Par rapport à l’examen de ce projet de budget général de l’Etat gestion 2014 qui sera étudié en plénière ce mardi 17 décembre 2013, le Parti du renouveau démocratique (Prd) de maître Adrien Houngbedji s’est réuni pour émettre son avis. Des observations soulevées, il se relève que le projet de loi de finances, gestion 2014, tel que transmis à l’Assemblée nationale ne respecte pas, le cadre légal actuellement en vigueur au Bénin.
Au sujet des orientations choisies par le gouvernement du président Yayi Boni elles sont identiques ou presque sur le fait que celles des quatre dernières années jusqu’ici, elles n’ont fait l’objet d’aucune évaluation sérieuse. Le Prd a également relevé que la plupart des amendements proposés par les honorables députés n’ont pas été intégrés par le Gouvernement. De plus, plus de 102 milliards de dépenses non réparties sont prévues dans le projet de budget et le Prd veut y voir clair.

» Consigne
Reprenez la rédaction de l'extrait sur le projet de budget béninois de 2014 à la suite de sa dernière phrase. Les lignes présentées ci-après constituent un matériau distinct de l'extrait.

» Lignes
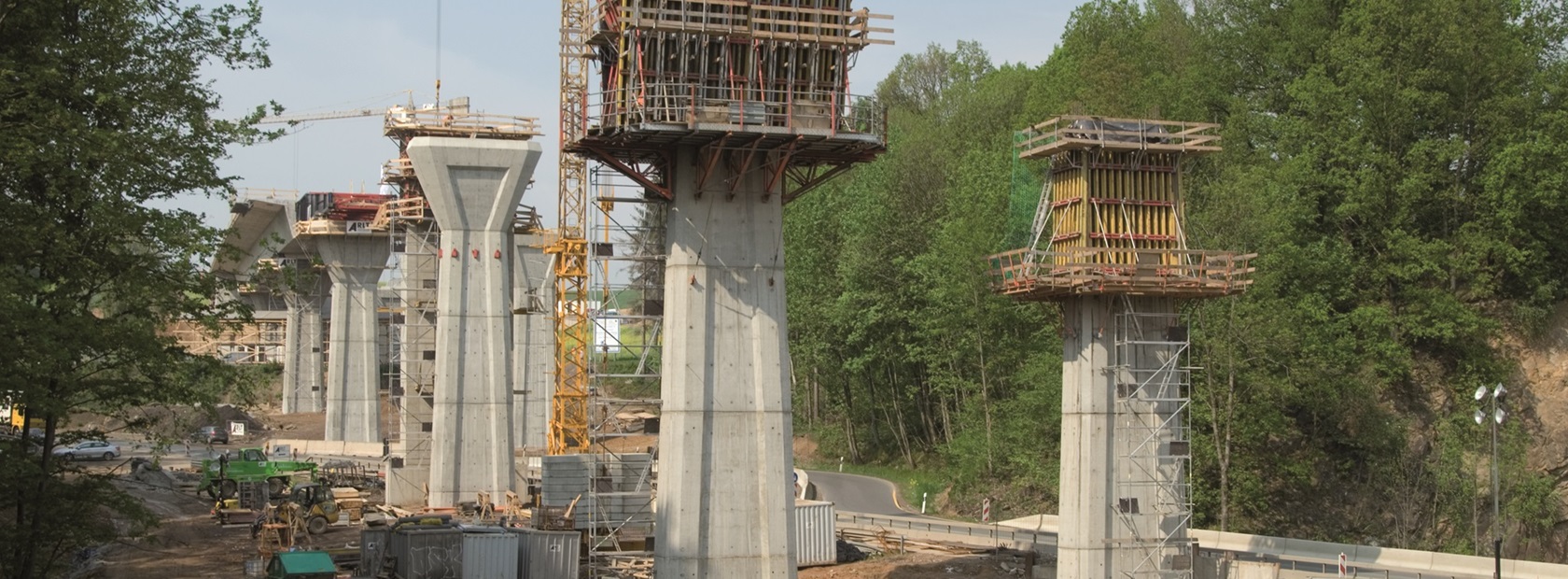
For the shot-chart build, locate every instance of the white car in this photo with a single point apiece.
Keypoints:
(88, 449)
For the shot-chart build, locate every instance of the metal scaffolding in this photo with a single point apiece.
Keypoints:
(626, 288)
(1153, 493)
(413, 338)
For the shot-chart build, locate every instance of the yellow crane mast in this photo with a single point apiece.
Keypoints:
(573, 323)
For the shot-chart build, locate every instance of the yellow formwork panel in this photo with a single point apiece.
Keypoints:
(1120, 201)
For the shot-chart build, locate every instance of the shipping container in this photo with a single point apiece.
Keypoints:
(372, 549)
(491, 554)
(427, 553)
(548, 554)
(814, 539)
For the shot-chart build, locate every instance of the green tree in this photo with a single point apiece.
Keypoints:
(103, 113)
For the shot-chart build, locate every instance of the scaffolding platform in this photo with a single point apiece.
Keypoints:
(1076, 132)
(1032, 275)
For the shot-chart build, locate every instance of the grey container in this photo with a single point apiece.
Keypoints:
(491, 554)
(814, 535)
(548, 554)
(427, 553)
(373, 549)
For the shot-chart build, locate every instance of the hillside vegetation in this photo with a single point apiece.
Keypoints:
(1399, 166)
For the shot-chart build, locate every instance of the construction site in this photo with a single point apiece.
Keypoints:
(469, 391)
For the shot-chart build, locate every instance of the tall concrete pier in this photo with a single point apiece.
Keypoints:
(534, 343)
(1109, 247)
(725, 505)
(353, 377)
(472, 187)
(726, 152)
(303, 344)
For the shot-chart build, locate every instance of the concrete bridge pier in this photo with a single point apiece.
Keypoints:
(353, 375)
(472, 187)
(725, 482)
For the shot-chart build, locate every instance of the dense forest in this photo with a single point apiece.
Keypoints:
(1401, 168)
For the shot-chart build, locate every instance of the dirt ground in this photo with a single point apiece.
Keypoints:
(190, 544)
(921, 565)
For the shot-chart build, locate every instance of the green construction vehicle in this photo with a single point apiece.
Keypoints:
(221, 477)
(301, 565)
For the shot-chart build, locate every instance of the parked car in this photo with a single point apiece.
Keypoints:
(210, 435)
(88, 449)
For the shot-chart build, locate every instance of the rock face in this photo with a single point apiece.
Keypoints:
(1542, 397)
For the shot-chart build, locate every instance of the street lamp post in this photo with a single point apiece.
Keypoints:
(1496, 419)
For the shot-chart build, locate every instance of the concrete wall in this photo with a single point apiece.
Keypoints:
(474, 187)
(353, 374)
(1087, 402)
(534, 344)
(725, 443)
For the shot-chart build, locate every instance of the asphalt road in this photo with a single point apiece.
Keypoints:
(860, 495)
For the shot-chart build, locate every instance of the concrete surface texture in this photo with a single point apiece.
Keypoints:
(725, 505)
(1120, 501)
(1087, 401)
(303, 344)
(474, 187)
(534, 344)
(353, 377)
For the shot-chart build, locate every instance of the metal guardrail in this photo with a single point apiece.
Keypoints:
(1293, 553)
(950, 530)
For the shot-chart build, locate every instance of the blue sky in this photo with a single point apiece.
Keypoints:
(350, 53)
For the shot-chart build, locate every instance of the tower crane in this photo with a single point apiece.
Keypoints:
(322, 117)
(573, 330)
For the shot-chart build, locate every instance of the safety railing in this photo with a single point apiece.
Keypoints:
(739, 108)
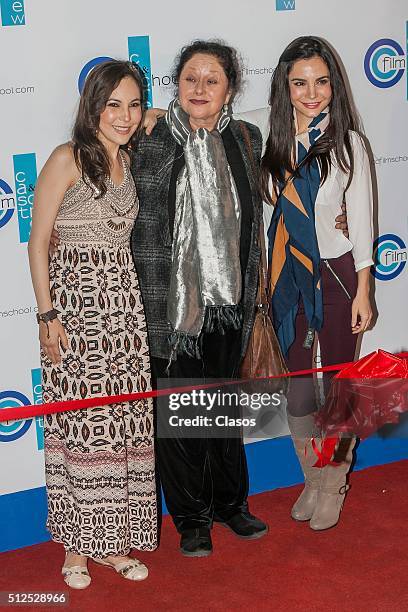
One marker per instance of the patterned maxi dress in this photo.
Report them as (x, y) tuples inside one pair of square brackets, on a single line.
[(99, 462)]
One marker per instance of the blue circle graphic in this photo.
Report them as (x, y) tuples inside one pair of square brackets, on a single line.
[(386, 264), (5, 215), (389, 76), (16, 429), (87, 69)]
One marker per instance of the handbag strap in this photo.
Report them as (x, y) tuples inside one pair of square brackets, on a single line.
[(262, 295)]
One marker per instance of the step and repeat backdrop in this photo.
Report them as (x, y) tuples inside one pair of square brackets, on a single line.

» Réponse rédigée
(Ci-dessous l’intégralité des observations)
Les critiques du Prd sur le Budget Général de l’Etat – Gestion 2014
Par décret n° 2013-456 du 08 Octobre 2013, le Gouvernement a transmis à l’Assemblée Nationale le projet de loi de finances pour la gestion 2014 « équilibré » en ressources et en charges à la somme de F Cfa 1 127 502 millions.
L’examen préalable de ce projet de budget par la Direction exécutive nationale (Den) du Parti du Renouveau Démocratique (Prd) a conduit aux observations et mises au point suivantes :
A- En la forme
1- Défaut de visa, par le décret de transmission supra, de la nouvelle loi organique n°2013-14 du 8 juillet 2013 relative aux lois de Finances (Lolf), promulguée le 27 septembre 2013.
a. En effet, la loi n° 2013-14 du 8 juillet 2013 portant loi organique relatives aux lois de finances a abrogé, en son article 107, les dispositions de l’ancienne loi organique n°86-021 du 26 septembre 1986 relative aux lois de finances. Sauf que selon la nouvelle LOLF, le Bénin dispose d’un délai de cinq (5) ans pour la mise en œuvre intégrale des dispositions relatives aux articles 14, 15, 16, 17, 18, 47, 49, 53, 56, 72 et 80 de cette nouvelle LOLF.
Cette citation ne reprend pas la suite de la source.